[PROBLEM DETAILS] Return, word for word, the passage of the text on agonistic interactions starting at "General Activity" and ending at "initiates the interaction.".

[DOCUMENT SEGMENT]
◆ ◆ ◆ ◆ ◆ ◆ ◆

Agonistic Interactions

Overview and Meaning

Agonistic interactions allow one animal to gain control of actual or future resources or otherwise increase its reproductive success at the expense of a second animal in a social interaction.

Behaviors

Agonistic Interactions are a top-level classification, reflecting a Behavior chain of individual goal-directed behaviors,  which behavior typically follows a two-to-four-stage sequence:

  1. Threat behavior
  2. Aggressive behaviors
  3. Flight and Submissive behavior
  4. Defensive behaviors

Classification

General Activity

Contexts

Agonistic interactions can occur in the context of territorial behavior, and/or dominance behavior.  Territorial behavior and dominance behavior differ in both the context that they occur, the resources under competition, and the threat behavior that initiates the interaction.

Variants

Unlike exploration the chain typically proceeds in a fixed sequence. Both Aggressive behaviors and Defensive behaviors may be omitted. These differences have very distinct meanings, and are of critical importance to the interpretation of agonistic interactions.

◆ ◆ ◆ ◆ ◆ ◆ ◆

[SOURCE MATERIAL]
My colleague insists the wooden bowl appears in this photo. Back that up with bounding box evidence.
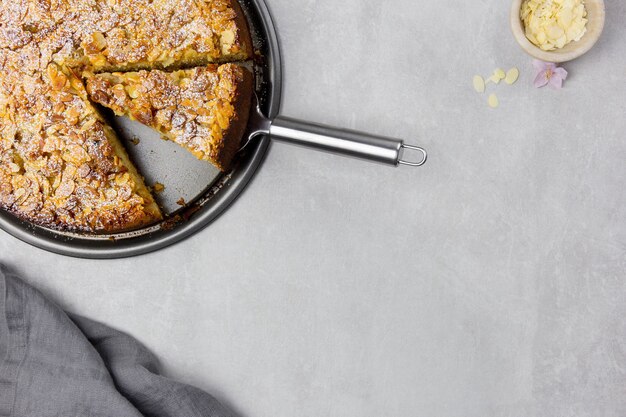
[511,0,606,63]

◆ ◆ ◆ ◆ ◆ ◆ ◆

[EXERCISE SOLUTION]
General Activity

Contexts

Agonistic interactions can occur in the context of territorial behavior, and/or dominance behavior.  Territorial behavior and dominance behavior differ in both the context that they occur, the resources under competition, and the threat behavior that initiates the interaction.